▶ [What you have to do]: Return each line of the listing below that contains the string "water", treating uppercase and lowercase as different.

--- START OF Input records ---

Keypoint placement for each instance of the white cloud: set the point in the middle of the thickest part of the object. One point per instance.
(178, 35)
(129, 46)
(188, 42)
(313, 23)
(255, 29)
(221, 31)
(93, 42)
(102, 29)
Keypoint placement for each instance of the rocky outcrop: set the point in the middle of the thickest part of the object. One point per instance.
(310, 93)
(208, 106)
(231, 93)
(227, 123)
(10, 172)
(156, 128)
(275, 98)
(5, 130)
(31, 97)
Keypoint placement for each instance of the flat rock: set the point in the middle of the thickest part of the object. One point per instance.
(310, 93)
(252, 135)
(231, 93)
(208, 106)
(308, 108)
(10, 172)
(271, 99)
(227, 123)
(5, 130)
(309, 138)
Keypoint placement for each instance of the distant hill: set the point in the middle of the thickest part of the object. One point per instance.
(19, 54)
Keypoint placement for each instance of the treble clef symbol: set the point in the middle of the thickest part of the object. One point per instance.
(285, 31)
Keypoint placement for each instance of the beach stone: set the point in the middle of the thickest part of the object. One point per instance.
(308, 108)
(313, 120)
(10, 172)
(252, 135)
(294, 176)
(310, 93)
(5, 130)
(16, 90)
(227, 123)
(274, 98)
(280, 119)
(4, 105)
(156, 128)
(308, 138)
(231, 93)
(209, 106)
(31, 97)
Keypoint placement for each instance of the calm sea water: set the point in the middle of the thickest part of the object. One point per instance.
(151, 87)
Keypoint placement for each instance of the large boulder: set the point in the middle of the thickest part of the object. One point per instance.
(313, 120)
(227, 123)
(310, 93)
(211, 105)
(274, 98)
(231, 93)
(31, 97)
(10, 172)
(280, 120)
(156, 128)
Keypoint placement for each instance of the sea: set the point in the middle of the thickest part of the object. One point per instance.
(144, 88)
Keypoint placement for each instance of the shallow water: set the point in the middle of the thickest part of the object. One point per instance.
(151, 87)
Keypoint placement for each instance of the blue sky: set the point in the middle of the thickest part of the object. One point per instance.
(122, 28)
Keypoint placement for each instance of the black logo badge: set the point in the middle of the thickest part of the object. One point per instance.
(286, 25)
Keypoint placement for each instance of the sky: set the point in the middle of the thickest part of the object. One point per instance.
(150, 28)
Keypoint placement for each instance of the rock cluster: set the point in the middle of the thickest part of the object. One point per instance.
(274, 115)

--- END OF Input records ---
--- START OF Input records ---

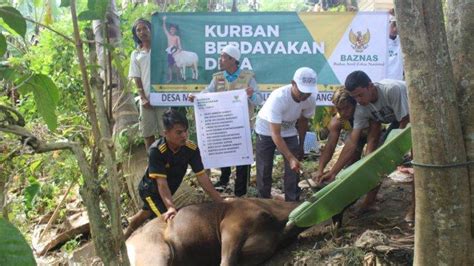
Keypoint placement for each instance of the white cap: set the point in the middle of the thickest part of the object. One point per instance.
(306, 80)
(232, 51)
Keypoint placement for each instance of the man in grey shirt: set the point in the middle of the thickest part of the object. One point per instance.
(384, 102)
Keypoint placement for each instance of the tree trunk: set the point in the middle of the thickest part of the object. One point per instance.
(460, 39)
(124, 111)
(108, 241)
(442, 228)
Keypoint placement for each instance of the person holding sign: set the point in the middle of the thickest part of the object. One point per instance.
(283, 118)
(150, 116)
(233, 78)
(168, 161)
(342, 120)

--- END OF Input records ---

▶ [Exercise output]:
Keypoint placement for each instance of the calm sea water: set the point in the middle of the thickest part of the object. One point per instance.
Keypoint placement for each instance of the shallow water: set the point in the middle of the thickest part of the object. One point per instance.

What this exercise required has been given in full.